• [Zu erledigen]:
(1) Wie lautet der Textausschnitt über Naceur Charles Aceval ab der Stelle mit „Er trommelt, er“ bis einschließlich „südwestlich von Stuttgart.“, wenn du darin „Gemeinde“ durch „Ortschaft“ ersetzt?
(2) Wie könnte der Text über den Märchenerzähler Naceur Charles Aceval nach seinem letzten Satz weitergehen? Setze ihn fort.

• [Textausschnitt]:
________________________
Naceur Charles Aceval stammt aus einer Nomadenfamilie. In Deutschland schlug er sich als Arbeiter durch, bis er Märchenerzähler wurde.

Er trommelt, er erzählt: Naceur Charles Aceval in seinem Wohnzimmer in Weil im Schönbuch Foto: Leonie Ruhland

Wahlheimat, was ist das für ein schönes Wort. Die Heimat von Naceur Charles Aceval, die er sich aussuchte, ist die kleine Gemeinde Weil im Schönbuch südwestlich von Stuttgart.

Draußen: Es ist still an diesem Mittwochabend, kein Mensch ist zu sehen. Familienhaus steht hier neben Familienhaus, meist dreistöckig, tief reichen die Spitzdächer bis über die Fenster im Erdgeschoss. Zwischen ihnen steht ein schlichtes weißes Haus mit nur zwei Etagen, es hat zwei Balkone. Ein warmes Licht scheint aus einem Fenster im zweiten Stock. Dort wohnt Aceval, 66 Jahre alt.

Drinnen: Vor Acevals Eingangstür hängt ein kleiner Mistelzweig, es riecht nach Weihrauch. Im Flur und im Wohnzimmer hängen Teppiche an den Wänden, aber auch bunte Gemälde, Familienfotos und orientalische Souvenirs: ein bronzener Gong, den ein steinerner Pferdekopf bewacht, ein hölzerner Pfeil mit Bogen, eine Trommel. Wer schon einmal auf einer von Acevals Erzählstunden war, kennt die Trommel schon, er bringt sie oft mit, schlägt zwischen seinen Erzählungen auf ihr herum. Auf dem Esstisch stehen eine silberne Teekanne, kleine Glastassen in Grün, Blau und Orange mit goldenen Verzierungen. Es gibt Minztee.
________________________
• [Verfügbare Daten]:
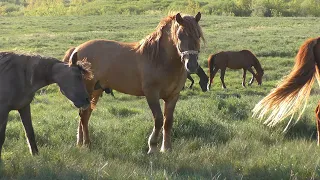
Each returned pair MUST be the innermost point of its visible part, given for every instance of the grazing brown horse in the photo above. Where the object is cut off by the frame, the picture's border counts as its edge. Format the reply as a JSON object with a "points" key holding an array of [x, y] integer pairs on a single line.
________________________
• [Lösungen]:
(1)
Er trommelt, er erzählt: Naceur Charles Aceval in seinem Wohnzimmer in Weil im Schönbuch Foto: Leonie Ruhland

Wahlheimat, was ist das für ein schönes Wort. Die Heimat von Naceur Charles Aceval, die er sich aussuchte, ist die kleine Ortschaft Weil im Schönbuch südwestlich von Stuttgart.

(2)
Algerien: „Die Räucherstäbchen sind für meine Mutter“, sagt Aceval, während er den Tee reicht und eine weiße Schale mit Datteln füllt. „Sie ist dadurch immer hier, bei mir.“ Früher in Algerien hat sie in den Zelten stets Weihrauch angezündet. Naceur Aceval ist in der Nähe der algerischen Stadt Sougueur geboren und aufgewachsen. Mit einer Nomadin zur Mutter, die einen baskischen Siedler liebte, wuchsen er und seine fünf Geschwister eher ungewöhnlich auf.

Die Mutter ließ sich vom Vater entführen, er besaß eine Farm, um die herum die Nomadenfamilie ihre Zelte aufschlug. 1959, als Aceval acht Jahre alt war, starb sein Vater und die Familie lebte von da an ganz im Nomadenstamm. Gehasst von Arabern, weil die Mutter einen Basken geheiratet hatte, gehasst von den Franzosen, weil sie eine Araberin war. „Ich habe mich damals immer für mein Nomadentum geschämt“, sagt er.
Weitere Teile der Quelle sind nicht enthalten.